**PROBLEM TO SOLVE**
Narrow the data below down to the lines containing "calm".

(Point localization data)
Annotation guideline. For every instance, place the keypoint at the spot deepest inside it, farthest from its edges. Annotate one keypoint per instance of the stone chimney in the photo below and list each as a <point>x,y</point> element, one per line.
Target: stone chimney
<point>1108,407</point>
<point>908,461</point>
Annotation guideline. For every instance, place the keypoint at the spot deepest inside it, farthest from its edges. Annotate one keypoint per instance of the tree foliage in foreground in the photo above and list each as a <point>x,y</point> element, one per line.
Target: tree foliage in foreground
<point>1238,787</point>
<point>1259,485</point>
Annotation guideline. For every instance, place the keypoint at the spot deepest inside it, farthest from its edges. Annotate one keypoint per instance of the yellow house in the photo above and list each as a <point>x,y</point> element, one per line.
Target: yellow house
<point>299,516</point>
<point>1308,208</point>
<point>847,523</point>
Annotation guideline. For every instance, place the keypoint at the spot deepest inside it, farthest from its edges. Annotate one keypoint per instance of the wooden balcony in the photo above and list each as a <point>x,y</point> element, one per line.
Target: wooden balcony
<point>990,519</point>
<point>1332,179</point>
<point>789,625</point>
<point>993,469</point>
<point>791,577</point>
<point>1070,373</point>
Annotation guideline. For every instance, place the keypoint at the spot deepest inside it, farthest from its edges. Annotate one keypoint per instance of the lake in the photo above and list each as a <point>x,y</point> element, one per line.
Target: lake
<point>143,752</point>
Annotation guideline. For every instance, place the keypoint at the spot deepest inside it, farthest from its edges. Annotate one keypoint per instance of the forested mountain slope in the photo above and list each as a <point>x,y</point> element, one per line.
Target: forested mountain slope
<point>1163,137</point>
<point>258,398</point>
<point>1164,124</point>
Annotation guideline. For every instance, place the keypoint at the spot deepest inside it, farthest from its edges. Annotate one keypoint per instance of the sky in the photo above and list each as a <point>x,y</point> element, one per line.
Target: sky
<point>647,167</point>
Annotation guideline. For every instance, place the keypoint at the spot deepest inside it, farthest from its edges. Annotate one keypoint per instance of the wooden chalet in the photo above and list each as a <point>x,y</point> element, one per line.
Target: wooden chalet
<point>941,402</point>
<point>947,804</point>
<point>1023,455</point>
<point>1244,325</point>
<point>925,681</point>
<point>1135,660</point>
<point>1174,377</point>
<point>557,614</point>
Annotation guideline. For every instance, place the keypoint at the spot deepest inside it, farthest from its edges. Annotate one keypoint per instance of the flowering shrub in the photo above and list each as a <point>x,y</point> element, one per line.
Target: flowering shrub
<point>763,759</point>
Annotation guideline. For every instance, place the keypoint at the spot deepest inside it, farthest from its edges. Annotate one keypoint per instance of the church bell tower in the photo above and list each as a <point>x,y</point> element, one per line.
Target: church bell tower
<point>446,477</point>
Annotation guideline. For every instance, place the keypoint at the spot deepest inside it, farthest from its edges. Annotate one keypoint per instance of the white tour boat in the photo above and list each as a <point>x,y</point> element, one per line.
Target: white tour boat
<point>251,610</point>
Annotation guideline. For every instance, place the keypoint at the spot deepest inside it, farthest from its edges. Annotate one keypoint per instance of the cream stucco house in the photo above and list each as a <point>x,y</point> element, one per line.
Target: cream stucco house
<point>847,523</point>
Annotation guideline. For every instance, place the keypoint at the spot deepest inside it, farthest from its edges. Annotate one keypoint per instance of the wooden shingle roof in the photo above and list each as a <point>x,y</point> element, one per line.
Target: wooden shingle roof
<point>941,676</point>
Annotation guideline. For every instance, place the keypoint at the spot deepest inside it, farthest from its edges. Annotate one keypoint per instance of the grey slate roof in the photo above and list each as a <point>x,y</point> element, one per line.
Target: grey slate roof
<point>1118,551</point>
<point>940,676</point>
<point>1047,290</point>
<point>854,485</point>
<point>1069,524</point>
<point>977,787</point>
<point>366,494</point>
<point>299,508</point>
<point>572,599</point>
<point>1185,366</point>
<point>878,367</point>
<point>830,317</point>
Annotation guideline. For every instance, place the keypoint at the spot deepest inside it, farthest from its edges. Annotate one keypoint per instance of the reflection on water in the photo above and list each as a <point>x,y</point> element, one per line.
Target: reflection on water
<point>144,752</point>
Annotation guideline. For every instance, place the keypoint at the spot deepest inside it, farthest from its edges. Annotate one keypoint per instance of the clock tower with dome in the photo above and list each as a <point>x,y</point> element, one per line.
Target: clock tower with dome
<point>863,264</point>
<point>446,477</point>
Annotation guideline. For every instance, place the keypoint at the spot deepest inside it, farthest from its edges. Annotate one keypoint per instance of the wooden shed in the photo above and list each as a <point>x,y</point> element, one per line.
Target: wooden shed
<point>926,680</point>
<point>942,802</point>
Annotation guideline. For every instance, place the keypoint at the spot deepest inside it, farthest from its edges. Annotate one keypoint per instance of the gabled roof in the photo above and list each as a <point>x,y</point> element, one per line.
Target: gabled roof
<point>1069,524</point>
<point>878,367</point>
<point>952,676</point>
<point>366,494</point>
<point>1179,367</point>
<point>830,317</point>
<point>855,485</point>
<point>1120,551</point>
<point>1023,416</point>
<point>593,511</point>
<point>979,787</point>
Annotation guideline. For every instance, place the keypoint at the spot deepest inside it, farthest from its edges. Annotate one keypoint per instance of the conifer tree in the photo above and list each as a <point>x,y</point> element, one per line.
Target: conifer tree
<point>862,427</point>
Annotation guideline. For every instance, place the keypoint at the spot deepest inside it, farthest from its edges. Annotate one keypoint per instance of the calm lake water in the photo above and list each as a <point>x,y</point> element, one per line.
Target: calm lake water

**YOUR SOLUTION**
Annotation guideline. For every instance, place the keypoint at the spot deepest inside it, farthest from its edges. Annotate one keypoint per instance of the calm lake water in the photo above and list each as a <point>x,y</point> element, one per line.
Target: calm lake water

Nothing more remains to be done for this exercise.